___ INFORMATION SUPPLIED

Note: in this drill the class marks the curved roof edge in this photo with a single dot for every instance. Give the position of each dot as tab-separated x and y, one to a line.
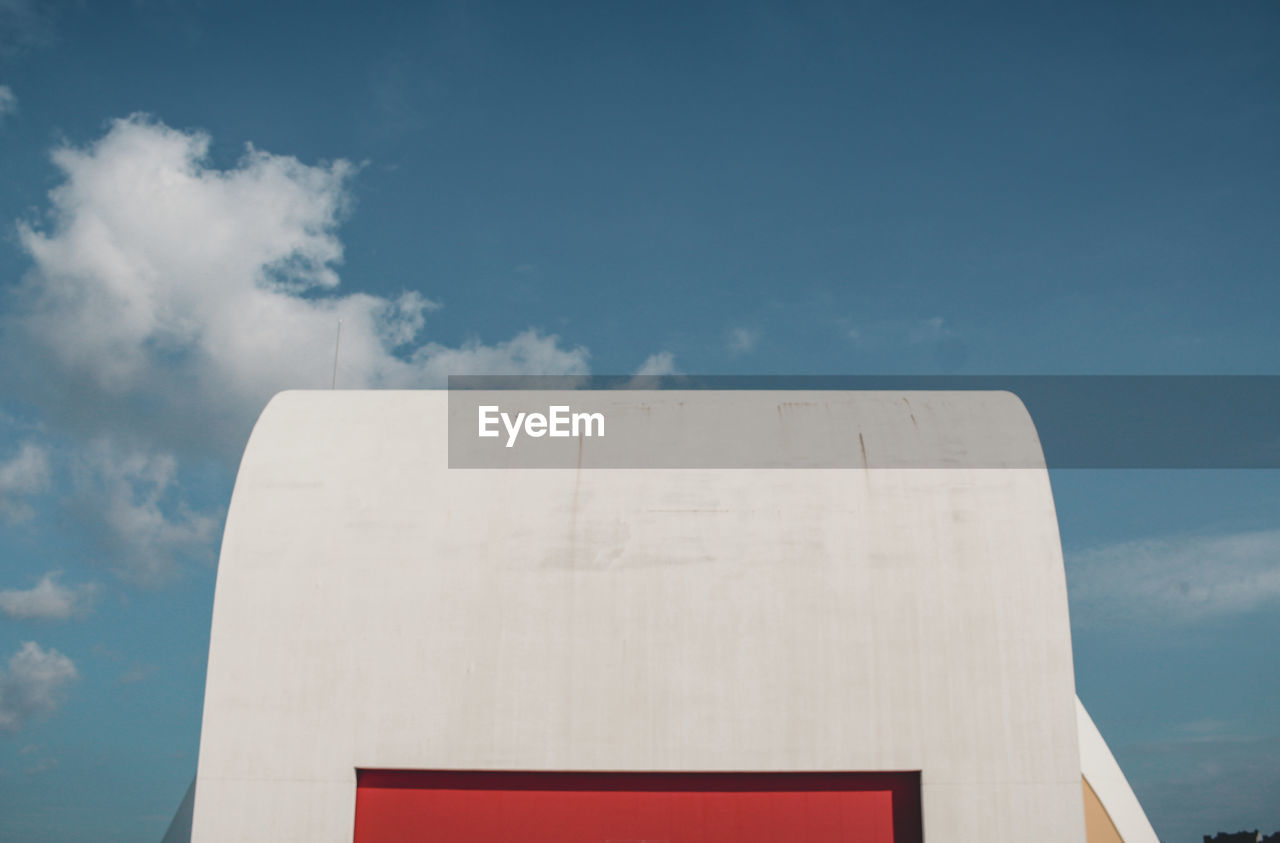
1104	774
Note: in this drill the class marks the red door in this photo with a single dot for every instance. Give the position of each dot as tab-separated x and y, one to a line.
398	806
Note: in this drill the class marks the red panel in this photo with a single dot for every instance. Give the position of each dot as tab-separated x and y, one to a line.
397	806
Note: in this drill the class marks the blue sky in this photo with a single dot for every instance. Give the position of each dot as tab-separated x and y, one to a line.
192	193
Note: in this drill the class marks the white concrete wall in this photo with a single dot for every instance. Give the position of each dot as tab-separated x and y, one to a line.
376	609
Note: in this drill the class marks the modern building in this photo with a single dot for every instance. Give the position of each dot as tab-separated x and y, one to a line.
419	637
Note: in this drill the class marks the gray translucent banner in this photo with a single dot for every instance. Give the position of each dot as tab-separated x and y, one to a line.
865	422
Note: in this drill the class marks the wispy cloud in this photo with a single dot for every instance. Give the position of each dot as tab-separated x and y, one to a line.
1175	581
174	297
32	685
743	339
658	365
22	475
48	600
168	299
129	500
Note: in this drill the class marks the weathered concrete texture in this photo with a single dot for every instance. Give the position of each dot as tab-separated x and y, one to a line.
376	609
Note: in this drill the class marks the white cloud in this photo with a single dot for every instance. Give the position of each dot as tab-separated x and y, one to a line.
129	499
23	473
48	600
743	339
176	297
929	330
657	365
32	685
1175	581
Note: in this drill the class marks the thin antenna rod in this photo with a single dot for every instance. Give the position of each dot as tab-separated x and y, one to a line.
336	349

______

__STATED EXERCISE__. Write out the data above line for line, leaving out the picture.

__TASK RESPONSE__.
Note: in this drill the class marks the curved roof edge in this photo with a single dot for every instance. Give the position of each dot as tab-separated x and y, one to a line.
1104	774
Note: in this drill the class marks the red door in this photo with a single dot for every instance. Give the position of each dot as tab-separated x and y, one to a line.
398	806
Note: in this drill the class marks the red panel in this photo with a single dot for every instance. Give the position of each dot as tab-separated x and y, one to a line.
397	806
Note: in this drill the class marks the blue sky in this photo with a single dot for every instance. Give the position of each dot as tab-separated x and y, one to a line.
192	193
Note: in this drill the class marks the white concrete wall in this photo with a single dot for every instance. Give the position of each dot as tab-separated x and y, one to a line.
376	609
Note: in this drill the class marks the modern building in this photo with a single dot for every instance. Give the position of each dot as tab-separated x and y, one to a line.
419	637
Note: in this drill the class marks the gray translucent banner in this photo with a single dot for every instance. Give the position of each dot as tab-separated x and y, one to a line.
865	422
Note: in this drill the class marks the wispy cloud in this photo with a single dot for every instance. Give the position of each dot as tab-separated x and y, one to a line.
1175	581
174	297
32	685
743	339
658	365
22	475
48	600
168	299
129	500
Note: in this drill the class marks the weathered concrete texture in this photo with a single dot for every instance. Give the position of each dot as tab-separated x and y, one to a line.
376	609
Note: in this drill the class marks the white cloud in this photo with a single dot for every instance. Give the position of each dot as tab-separated x and y, one to a line.
129	499
23	473
48	600
743	339
176	297
929	330
657	365
32	685
1175	581
Note: in this drill the class marks the thin antenna rod in this photo with a single dot for every instance. Give the position of each dot as tab-separated x and y, one to a line.
336	349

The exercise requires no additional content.